Thus, we time-normalize by fractional counting of citations. To provide an overview we also collect the number of citations before normalization in terms of number of authors and time:
- Fractional citation-counting in a three-year citation window. The citation window for publications from 2014 is only two years and for publications from 2015 only 1 year. Only citations to the same publication types are included.
The matching methods enable us to estimate productivity and impact by an ordinary t-test using standard statistical software packages.
Results
Some PhD-projects do not result in any publications within a five-year time window from initiation date. Out of the 97 recent PhD-students in our matched data, 7 individuals did not publish at all during the period stretching from five years before enrolment to five years after enrolment. For the old cohort of PhD-students, this number is twice as high; namely 14. In some cases, the students did in fact publish, but if the publications are not indexed in Web of Science they are not included in this study, which obviously favors journal publications in English.
Splitting the data into same gender pairs and mixed gender pairs we find 52 same gender pairs and 45 mixed pairs in the matched data. Further analyses of the differences between these two groups reveal that there are no statistically significant differences at the 0.05 level in their publication rate or number of citations for any of our indicators. Consequently, we continue the data analyses of the total data set.

* * *

● **Written exercise A**
List every number in the excerpt that counts students, individuals, or pairs, together with what it counts.

* * *

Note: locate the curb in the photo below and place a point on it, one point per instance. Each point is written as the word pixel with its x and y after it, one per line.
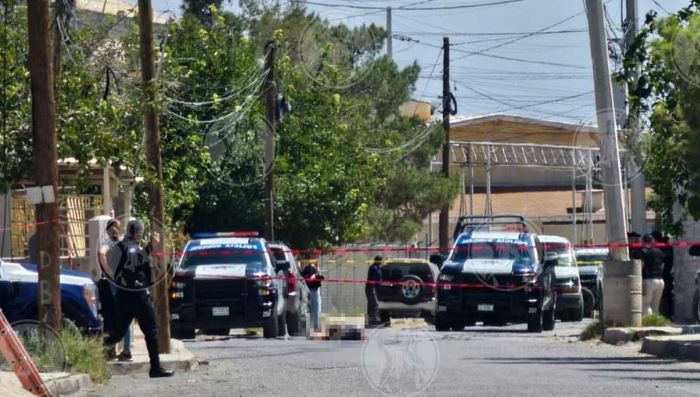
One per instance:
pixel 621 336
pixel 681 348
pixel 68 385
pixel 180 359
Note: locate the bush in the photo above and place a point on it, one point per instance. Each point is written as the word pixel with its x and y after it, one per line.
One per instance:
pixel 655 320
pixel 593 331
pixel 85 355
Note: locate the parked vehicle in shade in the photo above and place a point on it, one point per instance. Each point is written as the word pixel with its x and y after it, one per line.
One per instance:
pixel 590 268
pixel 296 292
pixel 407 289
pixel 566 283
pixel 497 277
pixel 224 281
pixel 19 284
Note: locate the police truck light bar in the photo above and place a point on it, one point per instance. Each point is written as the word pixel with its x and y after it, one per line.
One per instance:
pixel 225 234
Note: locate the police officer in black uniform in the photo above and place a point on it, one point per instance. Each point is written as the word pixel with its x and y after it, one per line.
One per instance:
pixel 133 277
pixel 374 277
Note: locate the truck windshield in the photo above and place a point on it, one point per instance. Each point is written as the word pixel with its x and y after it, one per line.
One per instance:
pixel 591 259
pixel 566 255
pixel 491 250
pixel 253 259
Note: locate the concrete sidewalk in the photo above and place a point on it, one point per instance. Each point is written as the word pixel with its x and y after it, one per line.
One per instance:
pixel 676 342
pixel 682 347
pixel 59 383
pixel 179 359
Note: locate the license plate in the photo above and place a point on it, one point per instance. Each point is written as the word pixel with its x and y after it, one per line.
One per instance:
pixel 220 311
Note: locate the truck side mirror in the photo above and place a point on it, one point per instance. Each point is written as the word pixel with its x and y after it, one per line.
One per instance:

* * *

● **Written exercise B**
Rescale part of the records, starting at the line that has "Note: locate the license" and continuing through the end of the records. Reproduce all of those lines, requests included, with each point coordinate multiplied by 2.25 and rounded to a whole number (halves rounded up).

● **Response A**
- 97: recent PhD-students in the matched data
- 7: recent PhD-students who did not publish at all in the period
- 14: PhD-students in the old cohort who did not publish at all
- 52: same gender pairs
- 45: mixed gender pairs

● **Response B**
Note: locate the license plate in the photo above and place a point on it, one point per instance. Each point is written as the word pixel with its x and y after it, one per line.
One per instance:
pixel 495 700
Note: locate the truck side mirror in the photo above and place a point on it, one point per instance. Each point is written as the word pixel with its x and y after it, one per line.
One per instance:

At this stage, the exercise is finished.